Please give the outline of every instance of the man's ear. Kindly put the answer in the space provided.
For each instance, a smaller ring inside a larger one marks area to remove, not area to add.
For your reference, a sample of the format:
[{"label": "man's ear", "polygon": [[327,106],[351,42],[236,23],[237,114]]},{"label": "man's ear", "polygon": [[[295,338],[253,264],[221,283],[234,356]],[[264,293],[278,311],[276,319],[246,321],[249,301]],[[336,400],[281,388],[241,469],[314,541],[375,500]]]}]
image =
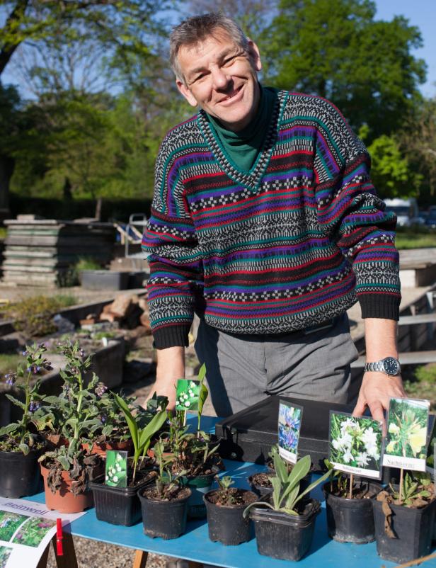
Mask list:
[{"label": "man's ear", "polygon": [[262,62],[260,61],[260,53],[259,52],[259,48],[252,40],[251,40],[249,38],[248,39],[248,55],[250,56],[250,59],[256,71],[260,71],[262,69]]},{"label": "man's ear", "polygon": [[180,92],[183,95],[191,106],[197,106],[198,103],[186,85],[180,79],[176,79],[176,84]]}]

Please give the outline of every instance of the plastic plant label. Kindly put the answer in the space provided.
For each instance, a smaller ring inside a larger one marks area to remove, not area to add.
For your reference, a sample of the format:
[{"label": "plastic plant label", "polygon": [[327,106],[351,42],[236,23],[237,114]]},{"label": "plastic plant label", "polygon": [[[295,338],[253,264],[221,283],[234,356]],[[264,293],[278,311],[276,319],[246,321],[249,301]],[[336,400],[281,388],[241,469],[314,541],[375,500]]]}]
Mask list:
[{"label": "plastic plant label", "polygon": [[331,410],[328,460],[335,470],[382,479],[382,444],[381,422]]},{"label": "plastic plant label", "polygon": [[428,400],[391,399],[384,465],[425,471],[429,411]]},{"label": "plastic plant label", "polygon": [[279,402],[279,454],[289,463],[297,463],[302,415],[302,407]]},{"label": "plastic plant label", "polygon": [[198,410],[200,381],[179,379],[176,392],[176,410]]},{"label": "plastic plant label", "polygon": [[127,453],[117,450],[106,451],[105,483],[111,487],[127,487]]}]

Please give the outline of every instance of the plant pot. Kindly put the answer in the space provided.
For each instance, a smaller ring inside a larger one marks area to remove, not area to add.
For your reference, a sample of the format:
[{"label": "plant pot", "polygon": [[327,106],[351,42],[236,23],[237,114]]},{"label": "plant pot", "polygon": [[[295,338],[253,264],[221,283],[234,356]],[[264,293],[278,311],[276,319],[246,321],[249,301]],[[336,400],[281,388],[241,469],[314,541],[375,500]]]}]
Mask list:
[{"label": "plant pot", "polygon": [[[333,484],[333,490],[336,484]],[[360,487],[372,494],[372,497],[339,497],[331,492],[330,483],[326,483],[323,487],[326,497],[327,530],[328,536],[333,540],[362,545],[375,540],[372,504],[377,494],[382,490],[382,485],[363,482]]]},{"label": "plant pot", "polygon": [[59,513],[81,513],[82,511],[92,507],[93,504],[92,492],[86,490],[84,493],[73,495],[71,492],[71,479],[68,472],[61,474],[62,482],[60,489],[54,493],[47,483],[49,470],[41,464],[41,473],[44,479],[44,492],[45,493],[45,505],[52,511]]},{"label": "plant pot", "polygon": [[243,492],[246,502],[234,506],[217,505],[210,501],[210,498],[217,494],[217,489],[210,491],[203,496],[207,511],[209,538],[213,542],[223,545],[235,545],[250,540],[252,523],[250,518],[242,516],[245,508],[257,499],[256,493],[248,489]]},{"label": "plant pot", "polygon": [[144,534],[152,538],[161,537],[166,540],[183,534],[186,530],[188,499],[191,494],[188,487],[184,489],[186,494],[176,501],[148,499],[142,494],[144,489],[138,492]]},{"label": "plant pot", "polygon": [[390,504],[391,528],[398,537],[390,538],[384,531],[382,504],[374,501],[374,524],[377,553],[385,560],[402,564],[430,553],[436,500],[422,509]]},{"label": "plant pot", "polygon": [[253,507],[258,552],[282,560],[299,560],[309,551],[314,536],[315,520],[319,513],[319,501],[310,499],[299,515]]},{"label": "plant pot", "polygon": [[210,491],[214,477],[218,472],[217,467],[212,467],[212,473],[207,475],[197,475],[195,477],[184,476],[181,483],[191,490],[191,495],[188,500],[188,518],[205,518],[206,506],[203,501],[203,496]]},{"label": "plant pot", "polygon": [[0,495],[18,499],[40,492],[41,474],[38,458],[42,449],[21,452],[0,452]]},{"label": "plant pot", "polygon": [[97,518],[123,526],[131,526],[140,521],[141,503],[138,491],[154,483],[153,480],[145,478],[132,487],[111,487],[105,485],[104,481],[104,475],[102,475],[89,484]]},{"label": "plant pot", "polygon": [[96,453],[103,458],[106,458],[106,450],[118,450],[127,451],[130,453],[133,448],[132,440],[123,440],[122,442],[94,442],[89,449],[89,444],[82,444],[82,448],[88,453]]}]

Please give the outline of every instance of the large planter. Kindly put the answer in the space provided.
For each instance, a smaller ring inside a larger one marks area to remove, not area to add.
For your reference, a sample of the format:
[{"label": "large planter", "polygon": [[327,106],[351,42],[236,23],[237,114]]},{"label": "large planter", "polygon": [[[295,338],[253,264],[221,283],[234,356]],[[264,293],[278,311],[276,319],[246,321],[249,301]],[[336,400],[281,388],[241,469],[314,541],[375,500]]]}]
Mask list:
###
Goal of the exercise
Report each line of the listing above that contains the string "every", copying the line in full. A match must have the same capitalization.

Solution to this task
Please give the outline of every instance of the man's ear. Kindly put the answer in the space provided.
Please give the outline of every instance of the plastic plant label. Kindly put the answer in the space provided.
Please give the outline of every instance of the plant pot. Kindly put the answer in the space provided.
Please give the outline of every instance of the large planter. Kindly put the answer in the space provided.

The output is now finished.